:: Passage
The gods also promote tempered violence - Allegory of the power of Philip III of Spain
Reference: | S43553 |
Author | Francesco VILLAMENA |
Year: | 1603 |
Measures: | 470 x 330 mm |
Reference: | S43553 |
Author | Francesco VILLAMENA |
Year: | 1603 |
Measures: | 470 x 330 mm |
Description
Etching and engraving, 1603, signed and dated at lower left F. Villamena Fecibat 1603.
A very rare propaganda engraving, showing the allegory of the power of Philip III of Spain.
“Philip III at the beginning of his rule when, in collaboration with his favorite, the Duke of Lerma, he was seeking to construct a self-image which distanced him from his unpopular father. Hence moderate justice is the message of the chalcographic print Vim temperatam dii quoque promovent (The gods also promote tempered violence), designed by Francesco Villamena and issued in Rome to promote the figure of the young Spanish monarch. The print is an excellent example of the musical metaphor of good governance operating at maximum ideological force. The composition shows the king’s bust in a medallion presiding over the scene and framed by the inscription PHILIPPUS D. G. SPANIAR. ET INDIANAR. REX III. In the centre of what resembles a majestic palatial hall stands a table covered with a cloth with the title of the print, a sentence that derives from Horace’s verse vim temperatam di quoque provehunt. The table has an obvious symbolic value related to the idea of majesty and state. On top of it, a spear (representing the justified violence of the state) rests on top of a viola (representing harmony, temperance or mercy). The motto explains the meaning of the image: good government consists of justice tempered by mercy (which implies political action based on equity).
Moreover, the musical metaphor now has a huge geopolitical scope. Guarding the table are two gallant warriors: these are the personifications of the West and the East Indies, the edges of Philip’s empire. They have defeated two monstrous creatures who lay, fallen, on the staircase: the one on the left, with eyes around his head, resembles the mythical Argos, defeated and killed by Mercury, and the one on the right, with three heads, could allude to Geryon, defeated by Hercules (the adopted Spanish hero par excellence and allegedly the legendary ancestor of the Habsburgs). These are perhaps representations of idolatry or paganism. Around them, fifty female figures represent the states of the Hispanic monarchy with the symbols and attributes that identify them. For example, Galicia (in the background) carries a church in her hand; in front of her, Granada, crowned with fruits, shows a pair of doves and three interlocked rings. Naples holds the cornucopia and wears winged sandals. Next to her, the kingdom of Sicily displays the armillary sphere, as this place was renowned for the study of astronomy and cartography. On the let edge, Portugal stands dressed as a warrior, and an old woman sitting on the floor in meditation, with a serpent coiled around her arm, represents Cantabria, or perhaps Bizkaia. At the forefront are Castille and Seville. the personifications of the Canary Islands, Milan and the Low Countries are also present.
::::
:: Source data
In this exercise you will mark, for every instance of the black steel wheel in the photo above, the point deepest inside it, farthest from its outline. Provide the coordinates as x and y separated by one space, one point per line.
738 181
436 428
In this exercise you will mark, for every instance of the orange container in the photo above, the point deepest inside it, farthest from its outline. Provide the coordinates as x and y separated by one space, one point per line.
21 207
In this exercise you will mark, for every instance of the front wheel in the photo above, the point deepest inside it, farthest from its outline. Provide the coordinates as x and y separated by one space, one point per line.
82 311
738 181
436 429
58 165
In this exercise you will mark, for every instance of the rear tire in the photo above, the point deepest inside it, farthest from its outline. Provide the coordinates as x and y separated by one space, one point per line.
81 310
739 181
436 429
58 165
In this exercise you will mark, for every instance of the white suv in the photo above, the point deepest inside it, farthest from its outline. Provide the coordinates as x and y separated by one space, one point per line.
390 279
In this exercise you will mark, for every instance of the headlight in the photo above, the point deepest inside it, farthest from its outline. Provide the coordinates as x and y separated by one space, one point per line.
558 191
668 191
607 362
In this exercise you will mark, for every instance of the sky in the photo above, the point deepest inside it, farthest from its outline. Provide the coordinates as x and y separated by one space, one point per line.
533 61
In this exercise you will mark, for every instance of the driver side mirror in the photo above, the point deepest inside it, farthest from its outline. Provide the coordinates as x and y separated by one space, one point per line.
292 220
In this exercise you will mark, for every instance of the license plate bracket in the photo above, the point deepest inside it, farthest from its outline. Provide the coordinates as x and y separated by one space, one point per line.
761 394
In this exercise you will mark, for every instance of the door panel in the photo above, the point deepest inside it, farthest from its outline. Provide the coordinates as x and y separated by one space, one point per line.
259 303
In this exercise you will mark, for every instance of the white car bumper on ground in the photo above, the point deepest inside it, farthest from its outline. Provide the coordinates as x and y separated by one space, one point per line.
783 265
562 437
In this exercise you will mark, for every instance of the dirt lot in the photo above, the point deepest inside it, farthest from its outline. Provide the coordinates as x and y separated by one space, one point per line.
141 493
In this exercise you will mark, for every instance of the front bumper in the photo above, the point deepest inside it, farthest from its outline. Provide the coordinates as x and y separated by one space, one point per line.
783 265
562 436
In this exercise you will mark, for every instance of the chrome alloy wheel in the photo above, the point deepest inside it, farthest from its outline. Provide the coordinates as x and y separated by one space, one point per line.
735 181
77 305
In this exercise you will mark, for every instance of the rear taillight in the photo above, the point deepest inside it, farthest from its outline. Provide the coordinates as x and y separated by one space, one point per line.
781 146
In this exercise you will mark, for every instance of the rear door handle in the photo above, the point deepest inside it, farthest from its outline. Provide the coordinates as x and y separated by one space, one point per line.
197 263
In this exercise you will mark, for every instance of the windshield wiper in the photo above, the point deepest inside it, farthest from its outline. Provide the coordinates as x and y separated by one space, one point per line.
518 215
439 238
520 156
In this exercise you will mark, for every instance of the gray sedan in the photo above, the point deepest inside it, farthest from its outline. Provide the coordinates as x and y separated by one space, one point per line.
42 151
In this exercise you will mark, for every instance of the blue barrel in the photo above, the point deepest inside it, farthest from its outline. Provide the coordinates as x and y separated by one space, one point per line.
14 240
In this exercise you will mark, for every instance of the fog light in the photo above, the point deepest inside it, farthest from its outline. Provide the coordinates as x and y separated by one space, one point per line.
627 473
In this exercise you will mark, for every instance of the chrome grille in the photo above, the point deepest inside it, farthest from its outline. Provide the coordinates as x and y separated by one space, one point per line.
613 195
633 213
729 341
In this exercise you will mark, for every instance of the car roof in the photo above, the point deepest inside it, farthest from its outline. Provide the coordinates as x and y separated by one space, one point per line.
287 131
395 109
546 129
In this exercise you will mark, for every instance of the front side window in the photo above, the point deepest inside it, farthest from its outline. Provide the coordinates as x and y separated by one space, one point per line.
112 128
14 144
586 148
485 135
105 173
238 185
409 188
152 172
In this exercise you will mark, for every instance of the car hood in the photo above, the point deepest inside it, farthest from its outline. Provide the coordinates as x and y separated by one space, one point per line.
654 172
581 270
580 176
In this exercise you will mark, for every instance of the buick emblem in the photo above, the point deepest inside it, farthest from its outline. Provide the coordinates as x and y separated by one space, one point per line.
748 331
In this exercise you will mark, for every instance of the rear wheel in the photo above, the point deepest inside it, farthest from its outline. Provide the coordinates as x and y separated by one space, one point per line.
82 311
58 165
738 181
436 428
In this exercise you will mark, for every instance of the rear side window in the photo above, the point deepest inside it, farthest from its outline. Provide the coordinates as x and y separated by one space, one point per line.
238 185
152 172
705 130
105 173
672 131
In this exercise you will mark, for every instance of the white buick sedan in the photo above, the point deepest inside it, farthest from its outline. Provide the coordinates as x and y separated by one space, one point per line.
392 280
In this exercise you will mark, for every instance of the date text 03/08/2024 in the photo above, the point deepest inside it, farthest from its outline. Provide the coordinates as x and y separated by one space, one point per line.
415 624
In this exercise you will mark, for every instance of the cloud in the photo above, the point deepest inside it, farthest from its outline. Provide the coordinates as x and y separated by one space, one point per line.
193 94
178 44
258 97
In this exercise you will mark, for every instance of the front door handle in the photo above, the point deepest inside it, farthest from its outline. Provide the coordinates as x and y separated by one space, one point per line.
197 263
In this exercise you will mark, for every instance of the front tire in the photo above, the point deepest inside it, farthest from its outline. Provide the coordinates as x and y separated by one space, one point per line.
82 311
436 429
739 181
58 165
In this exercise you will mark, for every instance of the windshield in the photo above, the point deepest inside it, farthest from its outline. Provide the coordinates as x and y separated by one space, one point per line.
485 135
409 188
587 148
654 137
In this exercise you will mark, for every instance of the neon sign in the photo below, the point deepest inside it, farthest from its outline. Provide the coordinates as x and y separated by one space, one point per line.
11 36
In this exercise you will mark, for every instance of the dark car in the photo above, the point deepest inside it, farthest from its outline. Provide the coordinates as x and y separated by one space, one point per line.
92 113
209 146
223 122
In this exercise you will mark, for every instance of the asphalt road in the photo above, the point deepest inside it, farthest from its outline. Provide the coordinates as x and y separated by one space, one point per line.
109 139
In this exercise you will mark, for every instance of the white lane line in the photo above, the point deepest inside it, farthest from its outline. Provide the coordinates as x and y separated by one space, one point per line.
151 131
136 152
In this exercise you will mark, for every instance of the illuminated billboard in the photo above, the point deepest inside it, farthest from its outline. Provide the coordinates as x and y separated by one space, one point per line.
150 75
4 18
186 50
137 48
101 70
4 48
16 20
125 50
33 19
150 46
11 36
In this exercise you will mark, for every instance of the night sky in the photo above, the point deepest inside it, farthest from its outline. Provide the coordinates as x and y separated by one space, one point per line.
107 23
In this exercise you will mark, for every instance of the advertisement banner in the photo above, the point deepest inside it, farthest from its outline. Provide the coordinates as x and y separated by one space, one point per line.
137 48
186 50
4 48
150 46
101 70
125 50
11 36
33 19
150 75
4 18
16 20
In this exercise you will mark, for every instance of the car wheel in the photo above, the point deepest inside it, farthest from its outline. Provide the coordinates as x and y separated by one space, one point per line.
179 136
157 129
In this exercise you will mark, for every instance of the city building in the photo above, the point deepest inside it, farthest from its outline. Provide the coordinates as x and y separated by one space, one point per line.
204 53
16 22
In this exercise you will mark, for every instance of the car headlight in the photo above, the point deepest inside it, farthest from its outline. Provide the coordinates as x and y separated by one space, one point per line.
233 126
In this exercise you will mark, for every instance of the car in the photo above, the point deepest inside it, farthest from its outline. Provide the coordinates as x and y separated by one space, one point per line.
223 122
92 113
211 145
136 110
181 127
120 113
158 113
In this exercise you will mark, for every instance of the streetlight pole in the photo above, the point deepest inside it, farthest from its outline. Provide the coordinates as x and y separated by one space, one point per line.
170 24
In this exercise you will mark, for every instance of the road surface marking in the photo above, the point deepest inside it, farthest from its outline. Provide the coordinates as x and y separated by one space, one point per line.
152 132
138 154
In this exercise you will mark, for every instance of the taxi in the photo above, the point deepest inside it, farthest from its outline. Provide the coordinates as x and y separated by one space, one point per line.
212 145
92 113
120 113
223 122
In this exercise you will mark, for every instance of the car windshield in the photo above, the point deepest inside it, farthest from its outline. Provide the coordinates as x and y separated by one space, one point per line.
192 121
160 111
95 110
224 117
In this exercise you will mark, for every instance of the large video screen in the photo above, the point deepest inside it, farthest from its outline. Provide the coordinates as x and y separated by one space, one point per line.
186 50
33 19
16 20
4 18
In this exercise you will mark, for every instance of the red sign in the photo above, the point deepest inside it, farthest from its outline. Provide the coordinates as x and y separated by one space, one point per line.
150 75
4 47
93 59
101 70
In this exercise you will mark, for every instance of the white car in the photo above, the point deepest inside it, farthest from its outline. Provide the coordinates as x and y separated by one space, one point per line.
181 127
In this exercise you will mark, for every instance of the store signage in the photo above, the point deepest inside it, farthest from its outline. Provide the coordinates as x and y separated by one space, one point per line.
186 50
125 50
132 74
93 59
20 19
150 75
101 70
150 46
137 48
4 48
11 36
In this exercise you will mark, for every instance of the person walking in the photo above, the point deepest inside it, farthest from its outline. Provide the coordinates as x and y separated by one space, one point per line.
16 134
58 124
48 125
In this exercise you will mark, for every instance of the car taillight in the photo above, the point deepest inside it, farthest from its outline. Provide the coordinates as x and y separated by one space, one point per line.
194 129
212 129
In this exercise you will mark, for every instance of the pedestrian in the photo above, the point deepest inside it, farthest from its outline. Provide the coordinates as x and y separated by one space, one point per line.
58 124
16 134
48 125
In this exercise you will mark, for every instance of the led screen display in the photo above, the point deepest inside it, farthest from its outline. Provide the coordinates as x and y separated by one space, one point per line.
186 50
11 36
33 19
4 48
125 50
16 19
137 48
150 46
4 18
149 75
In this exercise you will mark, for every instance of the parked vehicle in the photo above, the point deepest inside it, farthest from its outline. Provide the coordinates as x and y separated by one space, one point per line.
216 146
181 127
::::
### Task list
• 1. According to the print description, what does the spear resting on the table represent?
• 2. Reproduce the part of the print description that opens with the words containing "The gods also promote tempered violence - Allegory" and closes with "Villamena Fecibat 1603.".

### Answers for the exercise
• 1. The justified violence of the state.

• 2.
The gods also promote tempered violence - Allegory of the power of Philip III of Spain
Reference: | S43553 |
Author | Francesco VILLAMENA |
Year: | 1603 |
Measures: | 470 x 330 mm |
Reference: | S43553 |
Author | Francesco VILLAMENA |
Year: | 1603 |
Measures: | 470 x 330 mm |
Description
Etching and engraving, 1603, signed and dated at lower left F. Villamena Fecibat 1603.